Dès les premiers accords, l'Orchestre National de France va se révéler magistral sous la baguette de Louis Langrée, offrant l'impression rare qu'on découvre l'opéra. Embarqués que nous sommes dans le rêve d'un langage harmonique aux couleurs précieuses et au subtil développement rythmique, l'orchestre nous emprisonne sensuellement dans les rets d'une partition lumineuse qui va s'assombrissant jusqu'au drame final.

Lumineuse aussi et fragile, telle est Patricia Petibon qui se révèle une Mélisande idéale pour cette prise de rôle. Elle cultive artistement le don de s'approprier la prosodie debussyste en vraie ondine et son air de la chevelure au troisième acte est un rare bonheur. Diction, phrasé, tout est parfaitement posé. Si le Pelléas de Jean-Sébastien Bou nous demeure opaque, plus Hamlet que jamais, Kyle Ketelsen est un jeune Golaud humain, plutôt bête traquée par la fatalité que chasseur.
———
▶ **TÂCHE A**: Relevez tous les noms de personnes réelles que cite la critique de l'opéra, sans les personnages.
▶ **TÂCHE B**: Poursuivez la critique de l'opéra en reprenant juste après sa dernière phrase.
———
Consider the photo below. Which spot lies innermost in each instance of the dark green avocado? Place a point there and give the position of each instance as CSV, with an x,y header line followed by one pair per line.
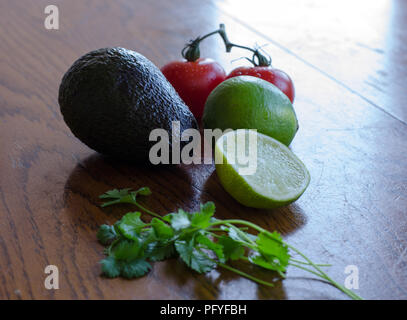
x,y
112,99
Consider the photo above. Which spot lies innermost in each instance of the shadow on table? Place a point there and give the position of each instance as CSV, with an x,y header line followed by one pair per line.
x,y
285,220
172,188
221,283
96,174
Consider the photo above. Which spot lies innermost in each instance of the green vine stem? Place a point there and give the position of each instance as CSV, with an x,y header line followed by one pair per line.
x,y
191,52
———
▶ **RÉSULTAT A**: Louis Langrée, Patricia Petibon, Jean-Sébastien Bou, Kyle Ketelsen

▶ **RÉSULTAT B**:
Révélation aussi que le noble Arkel de Jean Teitgen dont la voix de bronze ciselée des accents les plus émouvants se révèle à chaque intervention un onguent pour l'âme. Inoubliable et bouleversant, comment ne pas le croire : "Si j'étais Dieu, j'aurais pitié du cœur des hommes" ? Tous hantent le paysage étouffant voulu par Éric Ruf. Il imagine une sorte de souterrain suintant l'humidité avec ses filets de pêche et son étang d'eau morte (éclairé superbement par Bertrand Couderc).

Il choisit donc un trop univoque désastre ("Oh Toutes les étoiles tombent" acte IV). Si la nature et ses sortilèges inquiétants manque singulièrement dans sa proposition pour un opéra qui la convie sans cesse, sa scène de la Tour à l'acte III convoque avec bonheur les fantômes Art Nouveau de Klimt et de Mary Garden, la créatrice du rôle en 1902 - grâce en soit aussi rendue aux robes de Christian Lacroix.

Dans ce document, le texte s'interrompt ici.